* **Vos consignes**: Recopiez à l'identique le passage de la décision du Conseil d'État qui va de « France | France, Conseil » jusqu'à « de justice ad... » inclus.

* **Texte fourni**:
La jurisprudence francophone des Cours suprêmes


recherche avancée

30/05/2018 | FRANCE | N°407147

France | France, Conseil d'État, 6ème et 5ème chambres réunies, 30 mai 2018, 407147


Vu les procédures suivantes :

1° Sous le n° 407147, par une requête sommaire et un mémoire complémentaire, enregistrés les 24 janvier et 24 avril 2017 au secrétariat du contentieux du Conseil d'Etat, l'Association Organisation juive européenne demande au Conseil d'Etat :

1°) d'annuler pour excès de pouvoir l'avis du ministre de l'économie et des finances du 24 novembre 2016 destiné aux opérateurs économiques relatif à l'indication de l'origine des marchandises issues des territoires occupés par Israël depuis juin 1967 ;

2°) de mettre à la charge de l'Et

at la somme de trois mille euros au titre de l'article L. 761-1 du code de justice ad...

Vu les procédures suivantes :

1° Sous le n° 407147, par une requête sommaire et un mémoire complémentaire, enregistrés les 24 janvier et 24 avril 2017 au secrétariat du contentieux du Conseil d'Etat, l'Association Organisation juive européenne demande au Conseil d'Etat :

1°) d'annuler pour excès de pouvoir l'avis du ministre de l'économie et des finances du 24 novembre 2016 destiné aux opérateurs économiques relatif à l'indication de l'origine des marchandises issues des territoires occupés par Israël depuis juin 1967 ;

2°) de mettre à la charge de l'Etat la somme de trois mille euros au titre de l'article L. 761-1 du code de justice administrative.

* **Entrées de données**:
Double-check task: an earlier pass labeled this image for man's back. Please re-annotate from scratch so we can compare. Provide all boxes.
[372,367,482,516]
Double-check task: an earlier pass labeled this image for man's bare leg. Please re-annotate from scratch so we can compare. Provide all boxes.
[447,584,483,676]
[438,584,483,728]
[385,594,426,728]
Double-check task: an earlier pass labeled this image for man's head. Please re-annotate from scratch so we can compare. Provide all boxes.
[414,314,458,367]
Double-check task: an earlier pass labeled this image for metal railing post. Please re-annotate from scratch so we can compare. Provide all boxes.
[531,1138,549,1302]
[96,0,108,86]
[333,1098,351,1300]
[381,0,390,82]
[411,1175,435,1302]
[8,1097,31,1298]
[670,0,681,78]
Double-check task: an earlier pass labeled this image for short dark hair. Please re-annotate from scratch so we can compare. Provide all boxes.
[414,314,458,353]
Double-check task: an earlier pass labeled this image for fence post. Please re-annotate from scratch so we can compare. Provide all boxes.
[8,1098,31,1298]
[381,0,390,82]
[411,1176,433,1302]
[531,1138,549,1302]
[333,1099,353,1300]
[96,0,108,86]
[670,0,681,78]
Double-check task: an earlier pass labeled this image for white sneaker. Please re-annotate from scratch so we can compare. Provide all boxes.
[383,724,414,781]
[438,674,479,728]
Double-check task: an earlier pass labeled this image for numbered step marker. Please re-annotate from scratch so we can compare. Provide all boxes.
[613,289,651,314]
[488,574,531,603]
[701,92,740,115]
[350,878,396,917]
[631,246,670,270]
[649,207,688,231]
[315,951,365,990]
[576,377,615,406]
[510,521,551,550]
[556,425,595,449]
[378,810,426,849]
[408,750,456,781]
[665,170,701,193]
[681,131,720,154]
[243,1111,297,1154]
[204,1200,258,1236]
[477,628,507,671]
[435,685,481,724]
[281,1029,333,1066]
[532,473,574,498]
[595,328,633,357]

* **Réponse complète**:
France | France, Conseil d'État, 6ème et 5ème chambres réunies, 30 mai 2018, 407147


Vu les procédures suivantes :

1° Sous le n° 407147, par une requête sommaire et un mémoire complémentaire, enregistrés les 24 janvier et 24 avril 2017 au secrétariat du contentieux du Conseil d'Etat, l'Association Organisation juive européenne demande au Conseil d'Etat :

1°) d'annuler pour excès de pouvoir l'avis du ministre de l'économie et des finances du 24 novembre 2016 destiné aux opérateurs économiques relatif à l'indication de l'origine des marchandises issues des territoires occupés par Israël depuis juin 1967 ;

2°) de mettre à la charge de l'Et

at la somme de trois mille euros au titre de l'article L. 761-1 du code de justice ad...